= Tareas por hacer =
A) Copia sin cambios el fragmento del texto sobre la extrema derecha que va desde "En estas mismas" hasta "demasiado la cabeza.".
B) Contesta estas preguntas sobre el texto sobre la extrema derecha:
(i) ¿De qué país es el sociólogo Boaventura de Sousa Santos?
(ii) ¿Qué político se nombra en relación con Chile?
(iii) ¿A quiénes ofrece refugio el corpus que ha terminado articulando esa ideología?

= Texto =
+===+

¿Cuáles son los conflictos en los que nos jugamos la vida? ¿Es posible empoderarnos sin repetir los errores de los que queremos combatir?¿Cuánta frivolidad necesitamos para no ahogarnos y cuanta densidad para no abandonarnos?¿Podemos identificarnos con lo que les pasa a otras personas y en otros lugares o debemos pensar nuestros propios desafíos?
En estas mismas páginas, el sociólogo portugués Boaventura de Sousa Santos resumía con brillantez los fundamentos de la ideología de extrema derecha que comparten Jair Bolsonaro en Brasil, José Antonio Kast en Chile, Vox e Isabel Díaz Ayuso en España, Viktor Orban en Hungría o Donald Trump en Estados Unidos. Una mezcla de viejo fascismo, de cacofonía y mentiras en las redes sociales y de crisis del modelo neoliberal que deja legiones de desencantados. Empiezas despreciando la construcción de lo público y terminas en un campo de concentración.
Esa ideología -«ideología» entendida como una manera de entender el mundo sostenida por falsas percepciones que ocultan la verdad escondida tras los argumentos- ha terminado articulando un corpus bien trabado que, en tiempos de agotamiento de tantas cosas, ofrece refugio a quienes estén dispuestos a no romperse demasiado la cabeza.

+===+

= Datos proporcionados =
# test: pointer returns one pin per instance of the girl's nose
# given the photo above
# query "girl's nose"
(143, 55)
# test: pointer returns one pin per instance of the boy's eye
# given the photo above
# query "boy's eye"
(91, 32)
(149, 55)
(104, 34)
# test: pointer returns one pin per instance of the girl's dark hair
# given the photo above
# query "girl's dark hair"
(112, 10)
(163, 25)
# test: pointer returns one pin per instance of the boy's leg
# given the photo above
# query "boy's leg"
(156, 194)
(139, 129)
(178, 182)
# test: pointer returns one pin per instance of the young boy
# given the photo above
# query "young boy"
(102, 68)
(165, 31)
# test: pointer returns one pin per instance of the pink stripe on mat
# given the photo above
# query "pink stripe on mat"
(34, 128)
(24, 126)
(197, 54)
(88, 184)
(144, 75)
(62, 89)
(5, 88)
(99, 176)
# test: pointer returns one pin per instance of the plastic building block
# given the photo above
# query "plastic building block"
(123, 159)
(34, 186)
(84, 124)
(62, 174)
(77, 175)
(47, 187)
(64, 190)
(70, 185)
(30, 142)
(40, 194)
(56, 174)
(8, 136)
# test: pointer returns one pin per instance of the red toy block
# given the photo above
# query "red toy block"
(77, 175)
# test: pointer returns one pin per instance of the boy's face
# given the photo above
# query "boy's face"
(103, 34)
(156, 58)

+===+

= Resultados en orden =
A)
En estas mismas páginas, el sociólogo portugués Boaventura de Sousa Santos resumía con brillantez los fundamentos de la ideología de extrema derecha que comparten Jair Bolsonaro en Brasil, José Antonio Kast en Chile, Vox e Isabel Díaz Ayuso en España, Viktor Orban en Hungría o Donald Trump en Estados Unidos. Una mezcla de viejo fascismo, de cacofonía y mentiras en las redes sociales y de crisis del modelo neoliberal que deja legiones de desencantados. Empiezas despreciando la construcción de lo público y terminas en un campo de concentración.
Esa ideología -«ideología» entendida como una manera de entender el mundo sostenida por falsas percepciones que ocultan la verdad escondida tras los argumentos- ha terminado articulando un corpus bien trabado que, en tiempos de agotamiento de tantas cosas, ofrece refugio a quienes estén dispuestos a no romperse demasiado la cabeza.

B)
(i) De Portugal.
(ii) José Antonio Kast.
(iii) A quienes estén dispuestos a no romperse demasiado la cabeza.